--- Material provided Enclosed Below ---

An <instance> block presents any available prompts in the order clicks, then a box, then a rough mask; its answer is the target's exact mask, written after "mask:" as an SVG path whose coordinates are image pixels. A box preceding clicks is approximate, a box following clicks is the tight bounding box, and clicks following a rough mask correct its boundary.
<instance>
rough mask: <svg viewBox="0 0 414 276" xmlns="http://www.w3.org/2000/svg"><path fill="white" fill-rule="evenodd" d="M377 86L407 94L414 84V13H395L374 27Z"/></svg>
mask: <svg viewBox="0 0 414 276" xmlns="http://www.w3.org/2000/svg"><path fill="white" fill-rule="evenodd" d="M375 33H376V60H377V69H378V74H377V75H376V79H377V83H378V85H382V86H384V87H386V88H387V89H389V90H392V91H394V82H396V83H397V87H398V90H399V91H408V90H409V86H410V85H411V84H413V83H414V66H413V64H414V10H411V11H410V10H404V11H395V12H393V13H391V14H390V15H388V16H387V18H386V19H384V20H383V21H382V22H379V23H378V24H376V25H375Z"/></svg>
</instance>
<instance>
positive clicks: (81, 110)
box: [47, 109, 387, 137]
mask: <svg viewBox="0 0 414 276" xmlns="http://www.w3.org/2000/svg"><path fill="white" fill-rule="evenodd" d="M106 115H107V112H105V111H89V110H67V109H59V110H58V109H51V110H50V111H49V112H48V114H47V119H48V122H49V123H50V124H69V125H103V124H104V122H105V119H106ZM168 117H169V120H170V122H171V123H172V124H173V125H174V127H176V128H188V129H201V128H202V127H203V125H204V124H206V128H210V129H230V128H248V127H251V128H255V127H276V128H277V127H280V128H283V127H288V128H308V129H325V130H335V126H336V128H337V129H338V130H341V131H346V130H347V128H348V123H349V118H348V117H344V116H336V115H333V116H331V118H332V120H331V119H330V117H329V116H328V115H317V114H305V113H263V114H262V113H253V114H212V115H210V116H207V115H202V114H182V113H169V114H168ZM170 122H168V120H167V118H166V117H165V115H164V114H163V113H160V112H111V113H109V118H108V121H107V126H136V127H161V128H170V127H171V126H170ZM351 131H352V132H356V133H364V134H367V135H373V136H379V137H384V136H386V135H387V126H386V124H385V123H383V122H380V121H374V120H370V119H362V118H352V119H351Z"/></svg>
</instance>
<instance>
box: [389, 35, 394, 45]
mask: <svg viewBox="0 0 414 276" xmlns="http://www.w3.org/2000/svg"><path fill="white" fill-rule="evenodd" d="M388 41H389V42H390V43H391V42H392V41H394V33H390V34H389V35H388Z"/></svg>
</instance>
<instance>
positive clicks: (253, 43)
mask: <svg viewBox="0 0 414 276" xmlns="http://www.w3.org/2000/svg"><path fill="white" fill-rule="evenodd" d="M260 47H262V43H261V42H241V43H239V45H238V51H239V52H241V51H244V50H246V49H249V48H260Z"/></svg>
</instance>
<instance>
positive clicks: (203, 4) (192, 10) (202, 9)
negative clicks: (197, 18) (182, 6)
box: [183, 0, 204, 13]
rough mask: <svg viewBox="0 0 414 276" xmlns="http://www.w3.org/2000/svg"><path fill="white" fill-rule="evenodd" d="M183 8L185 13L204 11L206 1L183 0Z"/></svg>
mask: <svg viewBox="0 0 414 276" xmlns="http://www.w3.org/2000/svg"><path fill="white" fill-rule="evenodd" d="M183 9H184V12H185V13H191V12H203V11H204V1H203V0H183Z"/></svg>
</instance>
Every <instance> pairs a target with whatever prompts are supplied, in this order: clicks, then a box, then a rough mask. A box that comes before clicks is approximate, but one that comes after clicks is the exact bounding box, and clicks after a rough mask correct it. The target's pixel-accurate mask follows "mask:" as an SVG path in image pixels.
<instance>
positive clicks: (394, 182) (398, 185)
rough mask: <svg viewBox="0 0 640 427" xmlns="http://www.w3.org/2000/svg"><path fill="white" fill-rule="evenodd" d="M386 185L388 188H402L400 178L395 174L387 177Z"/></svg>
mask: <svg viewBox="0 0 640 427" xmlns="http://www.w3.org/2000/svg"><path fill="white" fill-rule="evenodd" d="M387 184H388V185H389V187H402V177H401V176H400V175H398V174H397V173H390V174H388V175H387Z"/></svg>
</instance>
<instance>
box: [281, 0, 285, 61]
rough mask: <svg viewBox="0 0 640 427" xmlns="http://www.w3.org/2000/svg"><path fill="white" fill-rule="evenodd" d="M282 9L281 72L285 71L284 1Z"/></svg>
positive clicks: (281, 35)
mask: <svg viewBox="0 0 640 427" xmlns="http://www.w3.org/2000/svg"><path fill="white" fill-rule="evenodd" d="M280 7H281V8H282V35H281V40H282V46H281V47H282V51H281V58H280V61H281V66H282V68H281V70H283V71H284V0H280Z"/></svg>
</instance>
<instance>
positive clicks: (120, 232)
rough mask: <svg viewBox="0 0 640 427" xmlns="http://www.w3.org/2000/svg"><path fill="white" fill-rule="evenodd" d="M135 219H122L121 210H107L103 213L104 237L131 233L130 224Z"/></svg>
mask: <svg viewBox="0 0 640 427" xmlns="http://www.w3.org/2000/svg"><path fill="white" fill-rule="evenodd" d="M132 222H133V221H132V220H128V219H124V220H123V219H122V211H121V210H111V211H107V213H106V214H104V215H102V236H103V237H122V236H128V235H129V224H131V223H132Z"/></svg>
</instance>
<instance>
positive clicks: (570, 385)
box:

--- End of Enclosed Material provided ---

*Task objective*: Copy out the full listing exactly.

*Answer box*:
An <instance> block presents any available prompts in the order clicks, then a box, then a rough mask; its answer is the target's exact mask, written after "mask:" as an SVG path whose coordinates are image pixels. A box preceding clicks is approximate, a box following clicks is the tight bounding box, and clicks following a rough mask correct its boundary.
<instance>
rough mask: <svg viewBox="0 0 414 276" xmlns="http://www.w3.org/2000/svg"><path fill="white" fill-rule="evenodd" d="M377 86L407 94L414 84V13H395L374 27Z"/></svg>
mask: <svg viewBox="0 0 414 276" xmlns="http://www.w3.org/2000/svg"><path fill="white" fill-rule="evenodd" d="M375 33H376V60H377V69H378V74H377V75H376V79H377V83H378V85H382V86H384V87H386V88H387V89H389V90H392V91H394V82H396V83H397V87H398V90H399V91H408V90H409V86H410V85H411V84H413V83H414V66H413V64H414V10H411V11H410V10H404V11H395V12H393V13H391V14H390V15H388V16H387V18H386V19H384V20H383V21H382V22H379V23H378V24H376V25H375Z"/></svg>
</instance>
<instance>
positive clicks: (81, 110)
box: [47, 109, 387, 137]
mask: <svg viewBox="0 0 414 276" xmlns="http://www.w3.org/2000/svg"><path fill="white" fill-rule="evenodd" d="M106 115H107V112H105V111H89V110H67V109H59V110H58V109H51V110H50V111H49V112H48V114H47V119H48V122H49V123H50V124H69V125H103V124H104V122H105V119H106ZM168 117H169V120H170V122H171V123H172V124H173V125H174V127H176V128H188V129H201V128H202V127H203V125H204V124H206V128H210V129H230V128H248V127H251V128H255V127H276V128H277V127H280V128H283V127H288V128H308V129H325V130H335V126H336V128H337V129H338V130H341V131H346V130H347V128H348V123H349V118H348V117H344V116H336V115H333V116H331V118H332V120H331V119H330V117H329V116H328V115H317V114H305V113H263V114H262V113H253V114H212V115H210V116H207V115H202V114H182V113H169V114H168ZM170 122H168V120H167V118H166V117H165V115H164V114H163V113H160V112H111V113H109V118H108V121H107V126H136V127H161V128H170V127H171V126H170ZM351 131H352V132H356V133H364V134H367V135H373V136H379V137H384V136H386V135H387V126H386V124H385V123H383V122H380V121H374V120H370V119H362V118H352V119H351Z"/></svg>
</instance>
<instance>
box: [389, 35, 394, 45]
mask: <svg viewBox="0 0 414 276" xmlns="http://www.w3.org/2000/svg"><path fill="white" fill-rule="evenodd" d="M388 41H389V42H390V43H391V42H392V41H394V33H390V34H389V35H388Z"/></svg>
</instance>
<instance>
positive clicks: (253, 43)
mask: <svg viewBox="0 0 414 276" xmlns="http://www.w3.org/2000/svg"><path fill="white" fill-rule="evenodd" d="M260 47H262V43H261V42H241V43H239V45H238V51H239V52H241V51H244V50H246V49H249V48H260Z"/></svg>
</instance>
<instance>
positive clicks: (203, 4) (192, 10) (202, 9)
negative clicks: (197, 18) (182, 6)
box: [183, 0, 204, 13]
rough mask: <svg viewBox="0 0 414 276" xmlns="http://www.w3.org/2000/svg"><path fill="white" fill-rule="evenodd" d="M183 8L185 13L204 11L206 1L183 0Z"/></svg>
mask: <svg viewBox="0 0 414 276" xmlns="http://www.w3.org/2000/svg"><path fill="white" fill-rule="evenodd" d="M183 9H184V12H185V13H191V12H203V11H204V1H203V0H183Z"/></svg>
</instance>
Every <instance> pairs a target with whatever prompts are supplied, in this order: clicks, then a box, then a rough mask. A box that comes before clicks is approximate, but one that comes after clicks is the exact bounding box, and clicks after a rough mask correct it. The target's pixel-accurate mask follows "mask:" as an SVG path in image pixels.
<instance>
positive clicks: (394, 182) (398, 185)
rough mask: <svg viewBox="0 0 640 427" xmlns="http://www.w3.org/2000/svg"><path fill="white" fill-rule="evenodd" d="M386 185L388 188H402L400 178L395 174L387 177Z"/></svg>
mask: <svg viewBox="0 0 640 427" xmlns="http://www.w3.org/2000/svg"><path fill="white" fill-rule="evenodd" d="M387 184H388V185H389V187H402V177H401V176H400V175H398V174H397V173H390V174H388V175H387Z"/></svg>
</instance>
<instance>
box: [281, 0, 285, 61]
rough mask: <svg viewBox="0 0 640 427" xmlns="http://www.w3.org/2000/svg"><path fill="white" fill-rule="evenodd" d="M282 9L281 72L285 71L284 1Z"/></svg>
positive clicks: (281, 35)
mask: <svg viewBox="0 0 640 427" xmlns="http://www.w3.org/2000/svg"><path fill="white" fill-rule="evenodd" d="M280 7H281V8H282V35H281V40H282V46H281V47H282V51H281V58H280V61H281V66H282V68H281V70H283V71H284V0H280Z"/></svg>
</instance>
<instance>
positive clicks: (120, 232)
rough mask: <svg viewBox="0 0 640 427" xmlns="http://www.w3.org/2000/svg"><path fill="white" fill-rule="evenodd" d="M135 219H122L121 210H107L103 213L104 237L131 233L130 224Z"/></svg>
mask: <svg viewBox="0 0 640 427" xmlns="http://www.w3.org/2000/svg"><path fill="white" fill-rule="evenodd" d="M132 222H133V221H132V220H128V219H124V220H123V219H122V211H121V210H111V211H107V213H106V214H104V215H102V236H103V237H122V236H128V235H129V224H131V223H132Z"/></svg>
</instance>
<instance>
positive clicks: (570, 385)
box:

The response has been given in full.